- **DOCUMENT PASSAGE**

Jazz and funk. Combined, these two words can put the fear in the heart of even the most open-minded music fan. Tonight’s exhilarating double bill of Melt Yourself Down and Satelliti draws liberally from both schools of music, but the outcomes are a million miles removed from slick fusion show-offs.

Satelliti open proceedings with a pulsating set that surpasses the ample promise evident on Transistor, the Italian duo’s debut for Leeds label Cuckundoo (home to Vessels). On record, the drums-and-keys duo’s rapid-fire processed blend of brute force and jazz-tinged abstraction is almost overwhelming. On stage, they allow their hyperactive (you’d swear there was at least one extra pair of hands on board) grooves enough sprawl-time to bloom, with pulverising results that are surprisingly – considering the amount of seemingly telepathic improvisation on display – more cohesive and focused than their briefer recorded counterparts.

Melt Yourself Down are on even better form tonight. Although nominally filed under jazz, due not least to the background of its most high profile member, saxophonist Pete Wareham (Acoustic Ladyland, Polar Bear), this loose collective only fit into the genre in the sense that, say, the roots of the cool Ethiopian grooves of Mulatu Astetke or the Afrobeat workouts of Fela Kuti (audible inspirations both) can be traced back to jazz in its guise as the original dance music, as opposed to the intellectual exercises of more modern incarnations.

Drawing from the No Wave of late-70′s New York and the Cologne of prime-era Can alongside Lagos, Addis Ababa and other exotic locales celebrated in musical lore, Melt Yourself Down’s self-titled debut is one of the year’s less shouted-about delights, a genre-hopping, globetrotting array of genuinely unclassifiable 21st century world music. However, tonight’s thrilling set makes the album seem like a rough sketch, brought to blazing life on stage. There’s no time for individual showing-off as Wareham and Wayne Francis wield their saxes like assault weapons and the rhythm section pounds with the relentless aggression of a metal act, albeit with a lot more agility. These are musicians lending their considerable skills to a common cause: the pursuit of a collective trance, which is achieved with impressive ease.

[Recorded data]
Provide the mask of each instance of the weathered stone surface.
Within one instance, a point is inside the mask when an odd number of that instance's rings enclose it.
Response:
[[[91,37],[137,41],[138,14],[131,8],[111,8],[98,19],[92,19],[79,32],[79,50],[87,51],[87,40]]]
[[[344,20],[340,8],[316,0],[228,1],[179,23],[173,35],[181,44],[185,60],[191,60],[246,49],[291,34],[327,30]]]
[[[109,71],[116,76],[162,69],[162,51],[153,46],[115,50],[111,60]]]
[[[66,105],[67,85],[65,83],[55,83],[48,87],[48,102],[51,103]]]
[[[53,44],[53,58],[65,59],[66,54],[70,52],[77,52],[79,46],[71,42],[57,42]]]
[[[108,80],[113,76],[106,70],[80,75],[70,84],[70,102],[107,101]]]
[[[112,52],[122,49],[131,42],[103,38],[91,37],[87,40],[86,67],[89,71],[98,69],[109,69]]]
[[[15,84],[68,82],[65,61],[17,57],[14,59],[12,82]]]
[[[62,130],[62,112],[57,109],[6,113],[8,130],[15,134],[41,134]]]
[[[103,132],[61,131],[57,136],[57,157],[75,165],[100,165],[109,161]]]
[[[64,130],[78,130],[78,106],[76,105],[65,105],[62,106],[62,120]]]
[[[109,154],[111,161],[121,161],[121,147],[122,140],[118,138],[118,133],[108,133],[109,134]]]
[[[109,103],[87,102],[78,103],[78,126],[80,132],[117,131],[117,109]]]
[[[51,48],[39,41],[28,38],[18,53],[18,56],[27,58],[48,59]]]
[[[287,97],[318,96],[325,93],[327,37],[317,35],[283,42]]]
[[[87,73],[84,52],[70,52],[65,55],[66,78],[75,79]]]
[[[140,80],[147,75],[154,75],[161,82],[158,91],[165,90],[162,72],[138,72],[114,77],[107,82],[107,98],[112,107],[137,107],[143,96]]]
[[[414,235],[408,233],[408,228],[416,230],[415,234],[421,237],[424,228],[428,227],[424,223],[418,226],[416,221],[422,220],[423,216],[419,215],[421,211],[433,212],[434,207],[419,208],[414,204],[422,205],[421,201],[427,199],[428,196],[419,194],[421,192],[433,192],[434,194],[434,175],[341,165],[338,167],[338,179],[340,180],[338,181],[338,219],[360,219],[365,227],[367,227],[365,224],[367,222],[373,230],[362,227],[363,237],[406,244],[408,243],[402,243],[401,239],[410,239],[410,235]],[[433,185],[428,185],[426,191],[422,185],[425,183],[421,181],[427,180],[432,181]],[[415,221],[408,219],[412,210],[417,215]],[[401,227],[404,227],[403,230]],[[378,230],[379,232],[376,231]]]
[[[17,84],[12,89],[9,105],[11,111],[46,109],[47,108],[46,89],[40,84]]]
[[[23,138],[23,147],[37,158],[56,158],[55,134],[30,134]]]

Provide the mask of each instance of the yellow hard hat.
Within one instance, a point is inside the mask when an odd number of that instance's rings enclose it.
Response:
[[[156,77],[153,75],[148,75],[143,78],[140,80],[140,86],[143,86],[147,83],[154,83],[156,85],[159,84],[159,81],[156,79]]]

- **EXERCISE REQUIREMENTS**
Answer these questions about the concert review:
(a) On which label did Satelliti release their debut, Transistor?
(b) Who is named as the most high-profile member of Melt Yourself Down?
(c) Who plays saxophone alongside Wareham during Melt Yourself Down's set?
Answer from the review alone.

- **ANSWER TO THE EXERCISE**
(a) Cuckundoo, a Leeds label
(b) Saxophonist Pete Wareham
(c) Wayne Francis